• _Aim of the exercise_
Locate every line in the records below that contains the word "correct" with the same capitalization, and copy each of those lines.

• _Entries provided_
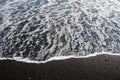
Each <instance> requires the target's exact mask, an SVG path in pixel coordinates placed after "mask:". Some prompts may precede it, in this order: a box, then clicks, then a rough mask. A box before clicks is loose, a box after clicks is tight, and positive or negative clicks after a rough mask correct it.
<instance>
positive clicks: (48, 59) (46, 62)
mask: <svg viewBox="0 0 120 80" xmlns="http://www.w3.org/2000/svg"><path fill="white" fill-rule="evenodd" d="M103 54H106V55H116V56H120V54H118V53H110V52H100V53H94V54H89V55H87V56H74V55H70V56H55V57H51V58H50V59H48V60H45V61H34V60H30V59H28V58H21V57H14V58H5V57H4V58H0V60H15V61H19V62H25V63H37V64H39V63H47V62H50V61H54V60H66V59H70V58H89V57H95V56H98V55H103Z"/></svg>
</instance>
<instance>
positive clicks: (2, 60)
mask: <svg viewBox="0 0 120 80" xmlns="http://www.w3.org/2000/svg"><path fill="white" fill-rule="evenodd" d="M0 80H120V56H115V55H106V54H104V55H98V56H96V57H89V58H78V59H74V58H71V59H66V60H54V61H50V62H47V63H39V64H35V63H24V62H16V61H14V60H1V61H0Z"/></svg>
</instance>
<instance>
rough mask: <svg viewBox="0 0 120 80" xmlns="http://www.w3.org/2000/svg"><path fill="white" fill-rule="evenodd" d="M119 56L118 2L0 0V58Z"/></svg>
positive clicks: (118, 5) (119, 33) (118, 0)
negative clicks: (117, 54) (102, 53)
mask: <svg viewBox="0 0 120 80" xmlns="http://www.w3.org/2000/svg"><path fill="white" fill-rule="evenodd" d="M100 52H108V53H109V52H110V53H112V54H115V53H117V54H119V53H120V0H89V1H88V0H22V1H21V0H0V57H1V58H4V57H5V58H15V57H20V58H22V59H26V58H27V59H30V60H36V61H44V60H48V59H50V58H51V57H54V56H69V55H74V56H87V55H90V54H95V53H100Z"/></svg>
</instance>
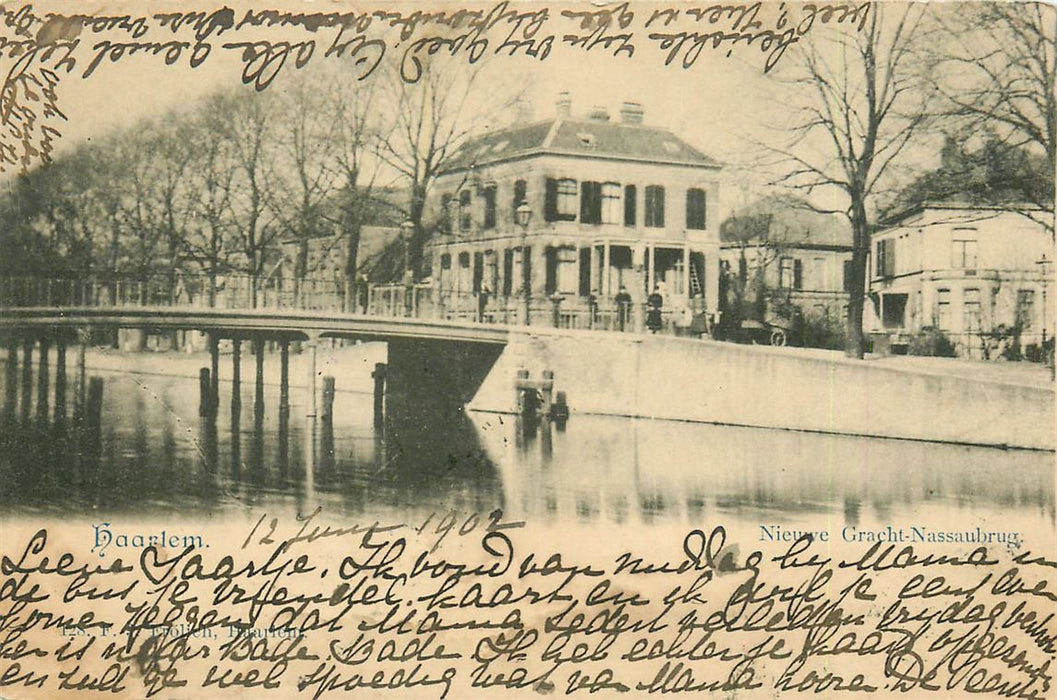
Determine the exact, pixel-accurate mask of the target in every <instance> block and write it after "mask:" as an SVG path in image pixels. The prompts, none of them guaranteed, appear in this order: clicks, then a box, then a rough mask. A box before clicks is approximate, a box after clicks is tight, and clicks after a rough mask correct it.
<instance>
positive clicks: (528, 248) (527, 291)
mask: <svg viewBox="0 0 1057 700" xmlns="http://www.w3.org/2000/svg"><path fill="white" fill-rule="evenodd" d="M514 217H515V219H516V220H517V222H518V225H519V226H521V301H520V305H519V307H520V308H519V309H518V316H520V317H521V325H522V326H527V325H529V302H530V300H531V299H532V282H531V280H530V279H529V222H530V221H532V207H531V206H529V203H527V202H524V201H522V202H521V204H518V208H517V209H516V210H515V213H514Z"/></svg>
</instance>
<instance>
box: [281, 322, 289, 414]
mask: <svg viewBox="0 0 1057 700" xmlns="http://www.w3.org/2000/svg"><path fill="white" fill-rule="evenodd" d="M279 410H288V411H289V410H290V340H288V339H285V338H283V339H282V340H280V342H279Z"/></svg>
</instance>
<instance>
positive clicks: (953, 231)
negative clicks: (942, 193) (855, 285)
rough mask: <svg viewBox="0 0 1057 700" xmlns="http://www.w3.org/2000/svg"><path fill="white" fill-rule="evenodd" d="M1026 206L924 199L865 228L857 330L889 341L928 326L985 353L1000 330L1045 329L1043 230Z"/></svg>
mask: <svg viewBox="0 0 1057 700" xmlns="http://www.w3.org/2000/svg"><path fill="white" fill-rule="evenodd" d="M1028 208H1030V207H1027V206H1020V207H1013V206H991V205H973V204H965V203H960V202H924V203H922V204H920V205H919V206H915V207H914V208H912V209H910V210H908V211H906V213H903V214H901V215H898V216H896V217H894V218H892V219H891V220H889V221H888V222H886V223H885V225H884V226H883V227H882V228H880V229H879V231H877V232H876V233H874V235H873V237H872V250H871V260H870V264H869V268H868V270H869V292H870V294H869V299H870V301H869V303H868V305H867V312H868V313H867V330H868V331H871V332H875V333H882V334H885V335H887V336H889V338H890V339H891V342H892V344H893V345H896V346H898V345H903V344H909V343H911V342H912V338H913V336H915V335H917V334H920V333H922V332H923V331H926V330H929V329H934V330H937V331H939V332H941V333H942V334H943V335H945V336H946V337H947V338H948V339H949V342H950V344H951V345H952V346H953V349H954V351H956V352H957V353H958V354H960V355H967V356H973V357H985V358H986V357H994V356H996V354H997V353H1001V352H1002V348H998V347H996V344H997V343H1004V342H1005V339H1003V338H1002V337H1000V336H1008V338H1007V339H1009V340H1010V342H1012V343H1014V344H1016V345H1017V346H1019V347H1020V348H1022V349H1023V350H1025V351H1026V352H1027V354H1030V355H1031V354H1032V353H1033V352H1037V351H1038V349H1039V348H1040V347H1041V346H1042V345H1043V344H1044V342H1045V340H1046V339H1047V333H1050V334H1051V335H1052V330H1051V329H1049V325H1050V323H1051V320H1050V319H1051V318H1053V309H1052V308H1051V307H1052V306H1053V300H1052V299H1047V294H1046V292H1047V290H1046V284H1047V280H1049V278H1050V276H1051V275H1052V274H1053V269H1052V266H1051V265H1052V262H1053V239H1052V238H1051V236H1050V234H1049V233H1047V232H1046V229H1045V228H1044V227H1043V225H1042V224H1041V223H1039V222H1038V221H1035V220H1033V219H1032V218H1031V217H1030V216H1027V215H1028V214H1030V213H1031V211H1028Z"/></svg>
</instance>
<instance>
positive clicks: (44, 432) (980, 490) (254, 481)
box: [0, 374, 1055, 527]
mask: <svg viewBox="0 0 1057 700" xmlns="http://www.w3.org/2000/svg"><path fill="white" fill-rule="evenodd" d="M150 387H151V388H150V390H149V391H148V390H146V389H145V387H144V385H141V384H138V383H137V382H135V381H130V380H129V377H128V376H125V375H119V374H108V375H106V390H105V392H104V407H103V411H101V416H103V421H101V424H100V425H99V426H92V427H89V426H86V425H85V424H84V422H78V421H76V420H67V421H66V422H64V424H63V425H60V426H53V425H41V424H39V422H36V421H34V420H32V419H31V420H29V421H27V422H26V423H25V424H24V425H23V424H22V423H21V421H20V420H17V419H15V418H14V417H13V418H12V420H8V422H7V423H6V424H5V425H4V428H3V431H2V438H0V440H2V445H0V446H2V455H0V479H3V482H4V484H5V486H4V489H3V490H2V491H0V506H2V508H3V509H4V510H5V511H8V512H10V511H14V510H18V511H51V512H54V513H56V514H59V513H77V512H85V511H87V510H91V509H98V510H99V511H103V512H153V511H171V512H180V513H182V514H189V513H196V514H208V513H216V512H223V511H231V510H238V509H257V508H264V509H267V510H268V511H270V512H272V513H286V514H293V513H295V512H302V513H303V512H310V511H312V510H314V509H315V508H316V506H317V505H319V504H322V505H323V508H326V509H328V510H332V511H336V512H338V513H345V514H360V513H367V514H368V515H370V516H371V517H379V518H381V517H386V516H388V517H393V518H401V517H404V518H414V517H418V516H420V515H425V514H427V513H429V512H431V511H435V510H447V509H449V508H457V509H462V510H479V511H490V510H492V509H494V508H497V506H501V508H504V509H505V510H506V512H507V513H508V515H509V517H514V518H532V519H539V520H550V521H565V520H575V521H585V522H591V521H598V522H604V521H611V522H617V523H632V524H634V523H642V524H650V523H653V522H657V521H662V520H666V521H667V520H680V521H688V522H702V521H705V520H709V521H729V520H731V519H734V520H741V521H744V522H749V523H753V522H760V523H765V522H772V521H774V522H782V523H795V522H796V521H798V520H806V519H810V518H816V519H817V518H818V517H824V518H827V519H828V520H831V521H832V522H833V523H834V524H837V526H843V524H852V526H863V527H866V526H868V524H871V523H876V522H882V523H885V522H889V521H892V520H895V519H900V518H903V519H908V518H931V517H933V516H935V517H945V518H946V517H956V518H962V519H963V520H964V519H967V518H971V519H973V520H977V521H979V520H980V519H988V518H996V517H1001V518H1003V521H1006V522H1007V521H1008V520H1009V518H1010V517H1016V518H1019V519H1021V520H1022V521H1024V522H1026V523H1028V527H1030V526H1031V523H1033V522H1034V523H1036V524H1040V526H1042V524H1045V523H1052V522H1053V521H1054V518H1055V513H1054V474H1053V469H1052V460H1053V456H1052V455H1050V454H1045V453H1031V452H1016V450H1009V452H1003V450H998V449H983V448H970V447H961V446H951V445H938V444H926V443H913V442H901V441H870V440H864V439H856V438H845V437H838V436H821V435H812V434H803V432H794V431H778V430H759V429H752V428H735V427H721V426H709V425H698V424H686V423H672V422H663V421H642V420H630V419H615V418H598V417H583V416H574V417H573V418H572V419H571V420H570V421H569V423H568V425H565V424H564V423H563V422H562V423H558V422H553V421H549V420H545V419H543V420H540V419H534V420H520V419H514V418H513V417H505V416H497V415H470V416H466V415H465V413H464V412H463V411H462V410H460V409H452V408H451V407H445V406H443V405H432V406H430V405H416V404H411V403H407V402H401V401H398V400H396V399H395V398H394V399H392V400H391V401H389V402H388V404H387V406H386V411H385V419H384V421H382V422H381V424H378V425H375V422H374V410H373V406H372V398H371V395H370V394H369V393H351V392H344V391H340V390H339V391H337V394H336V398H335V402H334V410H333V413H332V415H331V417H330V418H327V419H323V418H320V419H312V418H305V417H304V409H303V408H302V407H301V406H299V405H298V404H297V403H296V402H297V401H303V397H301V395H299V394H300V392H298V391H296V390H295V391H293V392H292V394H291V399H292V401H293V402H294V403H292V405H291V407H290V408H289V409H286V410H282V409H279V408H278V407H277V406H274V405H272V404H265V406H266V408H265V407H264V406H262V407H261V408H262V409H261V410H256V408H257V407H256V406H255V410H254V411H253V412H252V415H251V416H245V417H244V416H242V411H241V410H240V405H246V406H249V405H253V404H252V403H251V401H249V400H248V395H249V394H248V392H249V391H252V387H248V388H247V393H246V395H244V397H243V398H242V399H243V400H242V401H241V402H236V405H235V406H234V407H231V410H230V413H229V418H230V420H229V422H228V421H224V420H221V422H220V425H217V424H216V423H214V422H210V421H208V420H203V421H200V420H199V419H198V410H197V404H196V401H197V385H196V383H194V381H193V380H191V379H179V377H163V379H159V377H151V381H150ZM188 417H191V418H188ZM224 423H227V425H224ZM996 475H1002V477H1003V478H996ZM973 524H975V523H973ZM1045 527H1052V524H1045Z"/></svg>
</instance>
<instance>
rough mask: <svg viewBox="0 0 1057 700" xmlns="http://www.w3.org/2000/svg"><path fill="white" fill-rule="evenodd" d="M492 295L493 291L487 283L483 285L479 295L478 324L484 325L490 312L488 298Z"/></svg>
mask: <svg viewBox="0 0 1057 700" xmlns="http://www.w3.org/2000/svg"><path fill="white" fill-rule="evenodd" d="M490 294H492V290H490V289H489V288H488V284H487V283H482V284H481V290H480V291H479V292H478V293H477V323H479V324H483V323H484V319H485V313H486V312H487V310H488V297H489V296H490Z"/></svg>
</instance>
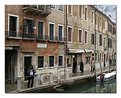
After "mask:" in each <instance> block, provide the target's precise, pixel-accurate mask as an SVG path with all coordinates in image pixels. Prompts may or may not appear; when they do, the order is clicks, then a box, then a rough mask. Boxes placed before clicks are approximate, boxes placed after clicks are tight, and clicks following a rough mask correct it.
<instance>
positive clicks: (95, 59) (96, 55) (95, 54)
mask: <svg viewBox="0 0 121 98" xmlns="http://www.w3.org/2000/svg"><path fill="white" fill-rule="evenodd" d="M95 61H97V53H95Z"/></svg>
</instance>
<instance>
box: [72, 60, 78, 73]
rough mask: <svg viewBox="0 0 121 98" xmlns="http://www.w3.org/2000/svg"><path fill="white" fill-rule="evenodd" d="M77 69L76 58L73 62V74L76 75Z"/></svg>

• _Completed task_
Each <instance> requires the target's exact mask, an SVG path in pixel coordinates placed after "mask:". Some prompts may precede it, in this order: a box, then clicks, then a rough mask. A box before clicks is loose, a box after clicks is tight, and positive or negative clicks after a rough mask correct it.
Determine the exact, pixel-accurate mask of the target in every <instance> block and write it after "mask:" as an SVG path in image pixels. The prompts, none of them guaranteed, appear in this order: clicks, then a box, then a rough mask. A box before clicks is approximate, a box after clicks is tight, and clicks after a rough mask correct it.
After "mask:" in each <instance> block, provide the target's precise, pixel-accurate mask as an SVG path with all coordinates in image pixels. Prompts may or may not appear; when they do, the order is clicks, then a box, then a rough mask. Boxes placed before clicks are approximate, boxes placed after clicks are tight, and clicks following a rough mask correct it.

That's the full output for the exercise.